----- Фрагмент текста

Детская наивная вера вошла в русло традиции: «Отец его был дьякон, дед — священник, прадед — дьякон, и весь род его, быть может, со времени принятия на Руси христианства, принадлежал к духовенству, и любовь его к церковным службам, духовенству, к звону колоколов была у него врожденной, глубокой, неискоренимой; в церкви он, особенно когда сам участвовал в служении, чувствовал себя деятельным, бодрым, счастливым» (10, 198).

Футлярности «Города» противопоставлена Культура, интеллигентность: «Года три он был учителем греческого языка в семинарии (...) его сделали инспектором. Потом защищал диссертацию. Когда ему было 32 года, его сделали ректором семинарии, посвятили в архимандриты, и тогда жизнь была такой легкой, приятной, казалась длинной-длинной, конца не было видно». Размышления неожиданно прерываются: — «А потом что? — спросил Сисой в соседней комнате. — А потом чай пили...» Так из «соседней комнаты» вторгается реальность «палатного» Сисоя со своими рассуждениями о политике: «Японцы, матушка, все равно, что черногорцы, одного племени. Под игом турецким вместе были» (192).

----------
----- Исходные данные

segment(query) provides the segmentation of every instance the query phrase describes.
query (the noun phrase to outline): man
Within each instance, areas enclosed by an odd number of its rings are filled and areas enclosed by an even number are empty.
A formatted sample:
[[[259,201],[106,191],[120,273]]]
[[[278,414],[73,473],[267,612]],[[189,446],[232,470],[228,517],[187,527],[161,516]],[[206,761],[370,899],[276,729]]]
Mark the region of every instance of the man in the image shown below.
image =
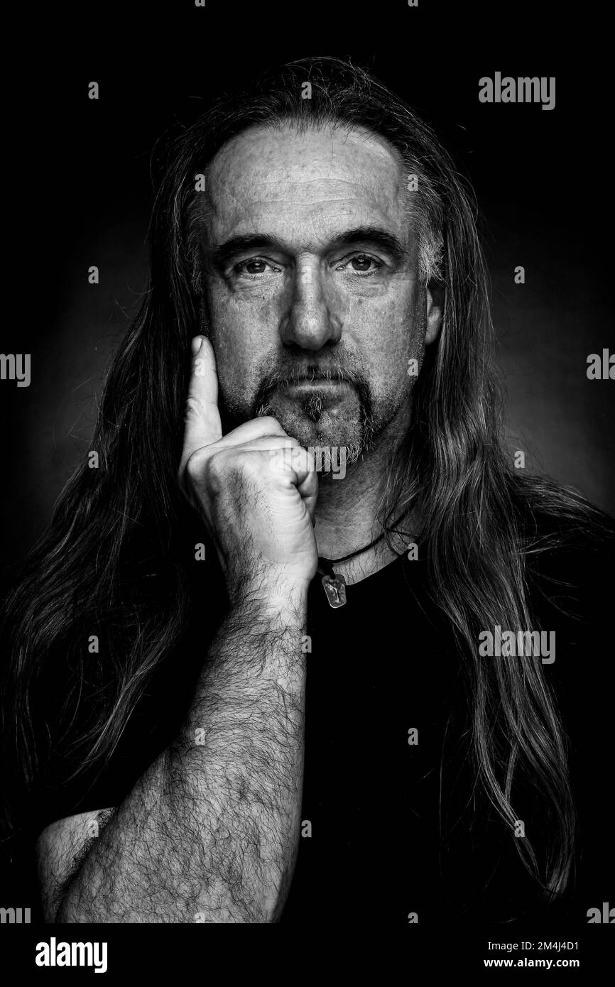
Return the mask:
[[[489,333],[467,194],[366,73],[293,63],[172,144],[100,466],[10,601],[7,817],[47,921],[592,904],[568,704],[610,529],[515,474]]]

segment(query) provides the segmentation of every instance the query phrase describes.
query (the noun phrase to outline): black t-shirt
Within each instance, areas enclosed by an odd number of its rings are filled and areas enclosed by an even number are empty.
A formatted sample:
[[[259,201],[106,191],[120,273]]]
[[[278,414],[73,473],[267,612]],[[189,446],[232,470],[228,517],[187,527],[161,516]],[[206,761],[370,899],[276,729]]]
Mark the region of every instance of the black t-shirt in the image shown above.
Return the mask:
[[[515,837],[477,789],[467,676],[452,627],[426,592],[425,560],[397,558],[348,586],[338,609],[315,577],[302,835],[282,923],[399,925],[415,913],[422,925],[527,916],[543,926],[549,916],[584,924],[588,908],[609,900],[612,561],[608,539],[598,547],[577,542],[528,567],[536,616],[556,632],[556,660],[543,667],[570,738],[579,817],[576,877],[547,912]],[[50,792],[38,831],[64,815],[119,804],[173,739],[221,599],[212,587],[210,631],[201,628],[158,670],[109,770],[87,791]],[[540,830],[531,787],[519,816],[528,835]]]

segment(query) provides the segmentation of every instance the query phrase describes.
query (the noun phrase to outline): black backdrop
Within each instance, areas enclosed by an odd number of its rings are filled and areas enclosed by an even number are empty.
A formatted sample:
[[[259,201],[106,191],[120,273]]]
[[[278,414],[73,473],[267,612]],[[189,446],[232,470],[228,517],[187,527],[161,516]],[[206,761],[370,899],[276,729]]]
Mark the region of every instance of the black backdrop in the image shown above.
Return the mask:
[[[39,24],[5,121],[6,207],[18,207],[5,290],[18,306],[2,351],[32,355],[29,388],[0,382],[6,562],[34,543],[87,452],[109,355],[146,287],[155,140],[215,87],[313,53],[372,68],[468,174],[512,448],[614,512],[613,386],[585,372],[612,335],[609,64],[591,6],[581,19],[578,5],[535,3],[106,5],[51,19],[45,44]],[[478,80],[495,71],[555,76],[555,109],[481,104]]]
[[[468,174],[511,448],[615,512],[613,384],[585,372],[589,353],[615,349],[612,59],[600,5],[166,0],[24,14],[5,24],[1,349],[32,354],[32,383],[0,382],[5,573],[89,448],[102,375],[146,287],[155,140],[214,87],[310,54],[371,68]],[[555,110],[479,103],[478,80],[496,71],[555,76]],[[98,102],[87,98],[92,80]]]

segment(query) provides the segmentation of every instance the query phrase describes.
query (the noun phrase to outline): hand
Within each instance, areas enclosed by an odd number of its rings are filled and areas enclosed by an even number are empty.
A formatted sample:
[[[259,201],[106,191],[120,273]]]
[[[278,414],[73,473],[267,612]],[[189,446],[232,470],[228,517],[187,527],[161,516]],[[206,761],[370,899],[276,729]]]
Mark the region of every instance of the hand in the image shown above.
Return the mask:
[[[192,352],[178,478],[216,546],[229,595],[306,589],[318,566],[314,464],[273,418],[222,436],[213,348],[197,337]]]

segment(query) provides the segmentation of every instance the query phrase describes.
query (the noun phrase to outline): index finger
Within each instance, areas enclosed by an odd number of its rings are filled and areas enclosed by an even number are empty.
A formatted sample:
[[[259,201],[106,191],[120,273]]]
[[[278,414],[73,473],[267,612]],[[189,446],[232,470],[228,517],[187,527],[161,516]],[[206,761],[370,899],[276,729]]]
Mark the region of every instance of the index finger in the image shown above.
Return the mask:
[[[218,378],[215,367],[213,346],[204,336],[192,340],[192,348],[197,341],[200,345],[192,357],[192,368],[188,385],[186,401],[186,428],[184,430],[184,451],[182,460],[222,438],[222,422],[218,411]]]

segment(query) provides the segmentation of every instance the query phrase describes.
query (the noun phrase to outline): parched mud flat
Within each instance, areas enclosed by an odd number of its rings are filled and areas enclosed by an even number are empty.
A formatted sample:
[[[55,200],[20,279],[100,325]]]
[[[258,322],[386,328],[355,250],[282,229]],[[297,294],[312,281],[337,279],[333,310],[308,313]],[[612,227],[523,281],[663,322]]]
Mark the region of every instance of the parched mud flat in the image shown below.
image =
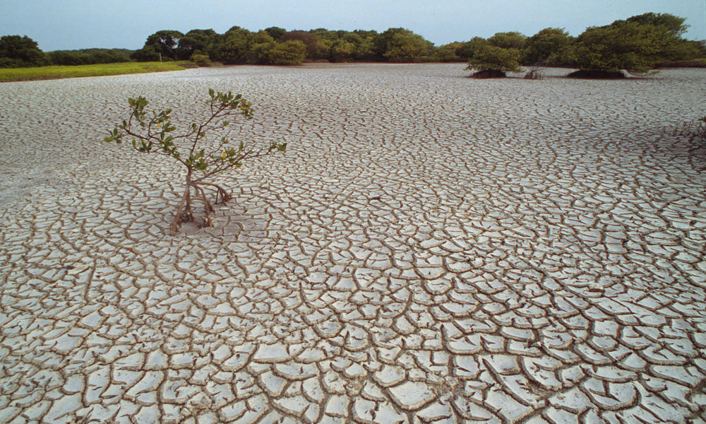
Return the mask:
[[[706,72],[463,65],[0,85],[0,423],[679,423],[706,414]],[[167,235],[143,95],[254,102],[281,158]]]

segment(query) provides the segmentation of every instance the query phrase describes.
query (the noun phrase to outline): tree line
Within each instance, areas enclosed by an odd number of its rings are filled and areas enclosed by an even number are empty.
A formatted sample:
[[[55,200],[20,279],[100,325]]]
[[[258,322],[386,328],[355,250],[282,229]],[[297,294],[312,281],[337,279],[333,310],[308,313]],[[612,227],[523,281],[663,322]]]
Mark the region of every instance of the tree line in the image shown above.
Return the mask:
[[[439,47],[405,28],[257,32],[234,26],[222,34],[213,29],[157,31],[138,50],[92,49],[43,53],[29,37],[0,37],[0,66],[83,64],[112,61],[191,60],[200,64],[297,64],[304,61],[341,62],[459,61],[477,69],[513,71],[520,65],[627,69],[645,71],[659,62],[706,56],[702,42],[682,35],[686,19],[669,13],[643,13],[610,25],[590,27],[578,37],[548,28],[530,37],[517,32],[474,37]]]

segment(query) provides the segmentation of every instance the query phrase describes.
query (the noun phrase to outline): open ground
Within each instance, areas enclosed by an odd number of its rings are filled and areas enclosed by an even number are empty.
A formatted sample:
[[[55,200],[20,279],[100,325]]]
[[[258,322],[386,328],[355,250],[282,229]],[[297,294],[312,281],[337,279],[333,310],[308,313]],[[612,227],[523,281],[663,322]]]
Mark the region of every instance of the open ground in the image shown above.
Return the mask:
[[[0,85],[0,423],[706,423],[703,69],[236,66]],[[242,93],[288,143],[167,227],[101,140]]]

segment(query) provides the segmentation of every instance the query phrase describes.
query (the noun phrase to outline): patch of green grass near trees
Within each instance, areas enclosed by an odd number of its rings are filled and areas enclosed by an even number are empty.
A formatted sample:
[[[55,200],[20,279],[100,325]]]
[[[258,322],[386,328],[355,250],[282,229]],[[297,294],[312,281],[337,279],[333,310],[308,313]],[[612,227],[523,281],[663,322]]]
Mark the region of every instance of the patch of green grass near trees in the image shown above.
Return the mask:
[[[101,76],[125,73],[143,73],[163,71],[181,71],[185,68],[179,62],[124,62],[97,64],[74,66],[54,66],[33,68],[0,69],[0,81],[23,81],[80,76]]]

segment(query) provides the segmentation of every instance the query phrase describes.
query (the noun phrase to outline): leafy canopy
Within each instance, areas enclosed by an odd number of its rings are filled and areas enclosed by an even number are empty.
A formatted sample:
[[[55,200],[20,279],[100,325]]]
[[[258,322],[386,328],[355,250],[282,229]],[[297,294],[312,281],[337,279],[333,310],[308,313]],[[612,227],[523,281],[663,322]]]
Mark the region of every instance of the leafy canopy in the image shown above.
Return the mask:
[[[252,103],[241,95],[208,90],[206,102],[209,113],[201,122],[191,122],[181,132],[172,122],[172,110],[148,111],[147,99],[143,96],[128,99],[130,116],[116,126],[104,139],[107,143],[121,143],[126,139],[133,150],[140,153],[155,153],[171,158],[186,170],[185,188],[176,215],[169,226],[173,235],[182,223],[193,220],[192,197],[200,198],[204,204],[204,225],[211,225],[213,207],[206,196],[206,189],[215,191],[215,200],[230,199],[221,186],[208,179],[218,174],[239,167],[244,160],[264,156],[273,152],[284,152],[286,143],[270,142],[266,146],[246,145],[244,141],[232,146],[229,118],[237,114],[246,119],[253,117]],[[193,194],[192,194],[193,192]]]
[[[496,46],[481,46],[468,61],[466,69],[520,72],[520,51]]]

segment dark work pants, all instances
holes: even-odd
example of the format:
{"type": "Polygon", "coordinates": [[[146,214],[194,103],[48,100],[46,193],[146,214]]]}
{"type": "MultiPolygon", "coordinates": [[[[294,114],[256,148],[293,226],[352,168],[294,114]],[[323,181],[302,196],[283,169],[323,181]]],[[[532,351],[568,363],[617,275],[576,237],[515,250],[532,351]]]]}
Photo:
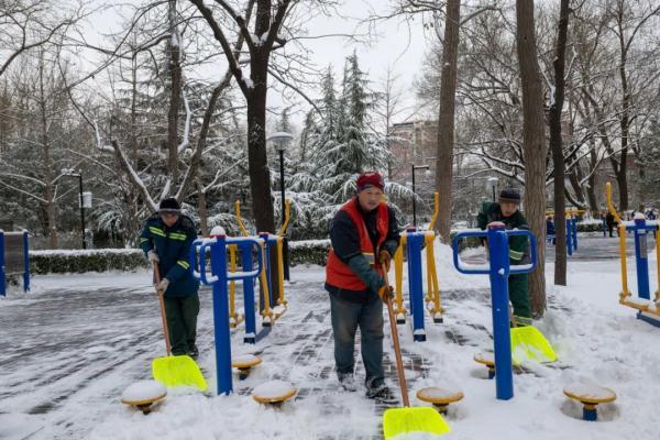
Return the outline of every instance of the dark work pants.
{"type": "Polygon", "coordinates": [[[358,304],[330,295],[330,312],[337,373],[353,373],[355,331],[360,327],[366,381],[373,380],[373,385],[383,383],[383,301],[375,297],[366,304],[358,304]]]}
{"type": "Polygon", "coordinates": [[[197,337],[199,296],[165,297],[165,316],[169,331],[169,344],[175,356],[188,354],[197,337]]]}

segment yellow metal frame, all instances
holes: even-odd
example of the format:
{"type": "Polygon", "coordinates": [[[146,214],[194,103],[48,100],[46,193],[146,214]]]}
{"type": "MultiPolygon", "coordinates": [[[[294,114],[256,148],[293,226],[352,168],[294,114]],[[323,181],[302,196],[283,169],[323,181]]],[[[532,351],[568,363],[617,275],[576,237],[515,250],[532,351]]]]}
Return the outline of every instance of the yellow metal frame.
{"type": "MultiPolygon", "coordinates": [[[[433,252],[433,242],[436,241],[436,232],[432,230],[438,212],[440,210],[438,193],[433,194],[433,217],[429,223],[429,229],[425,231],[426,257],[427,257],[427,309],[436,319],[437,315],[442,315],[444,309],[440,305],[440,289],[438,288],[438,271],[436,268],[436,253],[433,252]]],[[[394,254],[394,279],[395,279],[395,314],[398,317],[405,317],[407,310],[404,308],[404,249],[408,242],[406,232],[402,233],[399,246],[394,254]]]]}
{"type": "Polygon", "coordinates": [[[433,230],[436,226],[436,219],[438,218],[438,212],[440,212],[440,199],[438,193],[433,193],[433,217],[431,217],[431,222],[429,223],[429,231],[433,230]]]}
{"type": "MultiPolygon", "coordinates": [[[[277,318],[279,318],[282,315],[284,315],[284,312],[286,311],[287,300],[284,297],[284,251],[283,251],[284,250],[284,245],[283,245],[284,239],[283,239],[283,237],[286,233],[286,230],[289,224],[290,206],[292,206],[292,201],[289,199],[287,199],[285,201],[284,223],[282,224],[279,232],[277,233],[277,235],[278,235],[277,237],[277,278],[278,278],[277,284],[279,286],[279,292],[280,292],[279,299],[277,300],[277,305],[280,306],[280,309],[277,312],[274,312],[273,309],[271,309],[271,293],[268,292],[268,283],[266,279],[265,243],[262,243],[262,253],[263,253],[264,260],[263,260],[262,273],[260,274],[260,280],[261,280],[261,286],[262,286],[263,293],[264,293],[265,307],[264,307],[264,310],[262,310],[261,315],[264,319],[266,317],[268,317],[271,319],[271,323],[275,322],[277,320],[277,318]]],[[[237,222],[239,223],[239,229],[241,230],[241,233],[244,237],[250,237],[250,233],[248,232],[248,229],[245,228],[245,224],[243,223],[243,218],[241,217],[241,202],[239,200],[237,200],[234,204],[234,212],[235,212],[237,222]]],[[[235,245],[234,245],[234,252],[235,252],[235,245]]],[[[231,246],[230,246],[230,255],[231,255],[231,246]]],[[[235,271],[235,261],[232,261],[232,267],[233,267],[232,271],[235,271]]],[[[235,315],[233,311],[234,292],[235,292],[234,282],[231,282],[231,284],[230,284],[230,318],[235,315]]],[[[237,319],[237,324],[240,321],[237,319]]]]}
{"type": "Polygon", "coordinates": [[[245,224],[243,224],[243,219],[241,218],[241,202],[239,200],[237,200],[237,202],[234,204],[234,212],[237,216],[237,222],[239,223],[239,229],[241,230],[241,233],[243,234],[243,237],[250,237],[250,233],[245,229],[245,224]]]}
{"type": "Polygon", "coordinates": [[[292,212],[292,201],[289,199],[286,199],[286,201],[284,202],[284,223],[282,224],[282,228],[279,229],[279,232],[277,232],[277,235],[279,237],[284,237],[286,235],[286,229],[288,228],[288,221],[289,221],[289,216],[292,212]]]}

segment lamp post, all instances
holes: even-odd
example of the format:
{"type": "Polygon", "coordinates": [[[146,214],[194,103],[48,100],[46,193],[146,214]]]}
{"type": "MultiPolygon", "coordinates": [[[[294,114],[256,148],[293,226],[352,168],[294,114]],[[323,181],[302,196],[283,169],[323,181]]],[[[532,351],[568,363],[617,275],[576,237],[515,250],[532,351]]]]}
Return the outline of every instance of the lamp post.
{"type": "Polygon", "coordinates": [[[428,165],[416,166],[415,164],[410,164],[410,174],[413,175],[413,226],[417,228],[417,204],[415,202],[415,199],[417,197],[415,193],[415,169],[426,169],[428,173],[430,173],[430,169],[428,165]]]}
{"type": "Polygon", "coordinates": [[[63,169],[63,176],[68,177],[77,177],[78,178],[78,190],[79,190],[79,201],[80,201],[80,231],[82,232],[82,249],[87,249],[87,242],[85,241],[85,197],[82,193],[82,173],[74,173],[73,169],[63,169]]]}
{"type": "MultiPolygon", "coordinates": [[[[286,197],[284,193],[284,152],[288,147],[289,142],[294,139],[294,135],[285,131],[278,131],[268,136],[268,141],[275,144],[275,150],[279,153],[279,189],[282,191],[282,224],[286,221],[285,207],[286,197]]],[[[286,234],[285,234],[286,235],[286,234]]],[[[283,254],[284,254],[284,278],[289,280],[289,264],[288,264],[288,240],[286,237],[283,238],[283,254]]]]}
{"type": "Polygon", "coordinates": [[[493,201],[495,201],[495,187],[497,186],[497,177],[488,177],[487,186],[491,187],[493,191],[493,201]]]}

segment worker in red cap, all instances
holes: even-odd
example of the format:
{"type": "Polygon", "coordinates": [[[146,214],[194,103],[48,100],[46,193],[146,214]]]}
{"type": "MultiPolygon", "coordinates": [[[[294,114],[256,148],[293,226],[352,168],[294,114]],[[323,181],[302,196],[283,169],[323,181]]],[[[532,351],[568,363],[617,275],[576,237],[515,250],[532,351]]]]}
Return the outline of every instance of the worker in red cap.
{"type": "Polygon", "coordinates": [[[330,293],[337,376],[345,391],[358,389],[353,352],[360,327],[366,397],[393,404],[397,398],[385,384],[383,371],[383,302],[392,290],[382,271],[389,268],[398,246],[398,228],[394,210],[384,200],[385,182],[380,173],[361,174],[356,189],[358,195],[330,223],[326,290],[330,293]]]}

----------

**Список заданий**
A - Определите, согласуются ли с фрагментом текста утверждения (i) Отец героя был священником; (ii) ректором семинарии герой стал в 32 года; (iii) Сисой сравнивает японцев с турками. Для каждого дайте ответ «да» или «нет» и точную цитату из фрагмента, которая это решает.
B - Объясните в одном–трех предложениях, чем, согласно фрагменту текста, прерываются размышления героя.
C - Пожалуйста, напишите продолжение фрагмента текста, начиная сразу после его последнего предложения.
Записи для выполнения заданий не понадобятся.

**Ответы к заданиям**
A -
(i) Нет: «Отец его был дьякон».
(ii) Да: «Когда ему было 32 года, его сделали ректором семинарии».
(iii) Нет: «Японцы, матушка, все равно, что черногорцы, одного племени».

B - Их прерывает вопрос Сисоя из соседней комнаты: «А потом что?» Так в размышления героя вторгается реальность «палатного» Сисоя с его рассуждениями о политике.

C -
Точно так же высокие мысли Сестер: «...захотелось на родину страстно», — неожиданно резко, из «соседней комнаты» перебиваются выкриком пьяного Чебутыкина: «— Чёрта с два!». Он тоже вечно со своей газетой, — как бы «случайно» вмешался в чужой разговор (13, 120). Эти произведения написаны почти в одно время, но разноголосица — «сквозная» тема Чехова.

Сисой «всю свою жизнь находился при архиереях и пережил их одиннадцать душ»: он как бы символизирует Город. Он вечно всем недоволен: «— Не ндравится мне». «А главное, слушая его, трудно было понять, где его дом, любит ли он кого-нибудь или что-нибудь, верует ли в Бога... Ему самому было непонятно, почему он монах...» (199). Трагикомическая фигура Сисоя, бродяги, не верующего в Бога, но служащего при архиереях, напоминает философствующих босяков Горького. Куприн писал: «Выражение «не ндравится мне это», перешедшее так быстро (...) в обиход широкой публики, было им почерпнуто от одного мрачного бродяги, полупьяницы, полупомешанного, полупророка»15.

Сисой косвенно способствовал гибели архиерея: не позвал врача, — тяжело больного брюшным тифом натирает водкой с уксусом, по обычаям Города: «— Ежели натереться хорошо, то большая от этого польза...». Озлобленность Сисоя проявляется и по отношению к восьмилетней Кате. Сисой — как бы единственное связующее звено архиерея с чуждым Городом: «— Мне бы потолковать с вами... все никак не соберусь, — проговорил преосвященный тихо, через силу. — Я ведь тут никого и ничего не знаю...» (199).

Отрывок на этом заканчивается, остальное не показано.